**GIVEN INSTRUCTION:**
Continue the article on Sammy McCormick, the UDA's East Belfast brigadier, starting right after its final sentence.

**PASSAGE PROVIDED:**
- Birth name: Samuel McCormick
- Allegiance: Ulster Defence Association (UDA)
- Rank: Brigadier
- Unit: East Belfast Brigade
- Conflict: The Troubles

= Sammy McCormick =

Northern Irish loyalist

Samuel McCormick was a Northern Irish loyalist who served from 1973 until the 1980s as the brigadier for the Ulster Defence Association's (UDA) East Belfast Brigade. He had taken over the command following the shooting death of its former leader Tommy Herron.

==East Belfast UDA brigadier==
In September 1973, powerful East Belfast leader Tommy Herron was kidnapped and subsequently shot dead during an internal Ulster Defence Association (UDA) feud. Although Andy Tyrie was the UDA's commander, there was intense rivalry between Herron and former UDA leader (and the organisation's founder), Charles Harding Smith. Upon Herron's killing, McCormick was appointed to succeed him as leader of the East Belfast Brigade. He was viewed as a disciplinarian with a bland, colourless personality. This suited the UDA leadership who felt that he presented a staid, responsible image in direct contrast to the flamboyantly corrupt Herron. He was a loyal supporter of Tyrie and when Harding Smith placed Tyrie under house arrest in his Glencairn home McCormick arranged for the UDA Chairman to be moved across Belfast to a new house in the east of the city.

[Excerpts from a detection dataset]
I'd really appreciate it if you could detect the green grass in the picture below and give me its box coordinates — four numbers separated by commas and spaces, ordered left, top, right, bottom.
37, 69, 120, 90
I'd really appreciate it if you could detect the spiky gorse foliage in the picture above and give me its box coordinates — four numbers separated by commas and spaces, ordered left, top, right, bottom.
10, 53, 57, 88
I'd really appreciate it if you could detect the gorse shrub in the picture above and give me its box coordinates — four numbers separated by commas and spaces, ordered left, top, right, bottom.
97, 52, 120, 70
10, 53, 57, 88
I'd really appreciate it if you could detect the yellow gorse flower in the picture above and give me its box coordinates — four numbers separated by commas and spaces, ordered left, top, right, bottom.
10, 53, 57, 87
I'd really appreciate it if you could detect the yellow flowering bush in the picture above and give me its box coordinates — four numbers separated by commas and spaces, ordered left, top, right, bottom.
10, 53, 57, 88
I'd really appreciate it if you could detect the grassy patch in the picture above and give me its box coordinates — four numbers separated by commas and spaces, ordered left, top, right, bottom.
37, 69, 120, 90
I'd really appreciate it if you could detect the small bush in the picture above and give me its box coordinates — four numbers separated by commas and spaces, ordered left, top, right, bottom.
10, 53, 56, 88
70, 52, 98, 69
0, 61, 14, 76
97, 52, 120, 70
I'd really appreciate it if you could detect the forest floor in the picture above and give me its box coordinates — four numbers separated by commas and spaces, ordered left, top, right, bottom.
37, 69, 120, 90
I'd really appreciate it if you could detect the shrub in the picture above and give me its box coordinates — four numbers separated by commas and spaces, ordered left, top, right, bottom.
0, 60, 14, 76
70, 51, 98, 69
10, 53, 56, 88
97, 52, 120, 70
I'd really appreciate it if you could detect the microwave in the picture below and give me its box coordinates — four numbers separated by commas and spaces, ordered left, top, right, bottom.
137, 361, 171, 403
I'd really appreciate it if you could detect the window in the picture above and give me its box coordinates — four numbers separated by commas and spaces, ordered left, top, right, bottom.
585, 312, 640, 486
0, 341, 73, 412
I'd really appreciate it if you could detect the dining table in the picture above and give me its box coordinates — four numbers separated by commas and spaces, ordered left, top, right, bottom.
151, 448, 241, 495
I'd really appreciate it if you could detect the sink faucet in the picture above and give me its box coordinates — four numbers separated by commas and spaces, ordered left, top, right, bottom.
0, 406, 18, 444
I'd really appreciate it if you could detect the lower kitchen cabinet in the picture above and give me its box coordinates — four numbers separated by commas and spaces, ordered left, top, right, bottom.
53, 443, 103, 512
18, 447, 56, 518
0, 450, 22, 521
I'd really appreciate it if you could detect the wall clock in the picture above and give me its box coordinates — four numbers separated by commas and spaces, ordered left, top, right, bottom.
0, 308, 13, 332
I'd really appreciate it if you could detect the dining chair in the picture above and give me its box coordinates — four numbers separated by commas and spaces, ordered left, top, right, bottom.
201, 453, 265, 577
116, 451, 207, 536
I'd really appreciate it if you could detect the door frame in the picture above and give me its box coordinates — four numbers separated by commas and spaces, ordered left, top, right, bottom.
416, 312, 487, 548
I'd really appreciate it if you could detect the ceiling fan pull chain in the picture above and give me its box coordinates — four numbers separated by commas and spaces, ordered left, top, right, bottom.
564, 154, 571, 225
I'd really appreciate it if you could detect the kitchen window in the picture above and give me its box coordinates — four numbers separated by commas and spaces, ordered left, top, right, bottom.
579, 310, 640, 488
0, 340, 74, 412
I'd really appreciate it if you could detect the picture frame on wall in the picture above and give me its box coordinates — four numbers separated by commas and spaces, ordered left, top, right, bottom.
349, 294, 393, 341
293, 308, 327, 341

**RESPONSE TO THIS EXERCISE:**
His tenure as brigadier got off to an uneasy start. In February 1974, following UDA colonel Ned McCreery's release from internment, there was a raucous celebration held by him and his supporters which immediately escalated into a riot. The volatile McCreery and his men waged a gun battle in the streets of east Belfast against the Royal Ulster Constabulary (RUC) and British Army, resulting in the deaths of two men. One of the dead men, civilian Gary Reid, was a cousin of footballer George Best. McCormick, however, resolutely gained the upper hand by clamping down on the rioters. He soon restored order from the earlier mayhem, and under his stern command, the formerly chaotic brigade became one of the most disciplined units in the entire UDA.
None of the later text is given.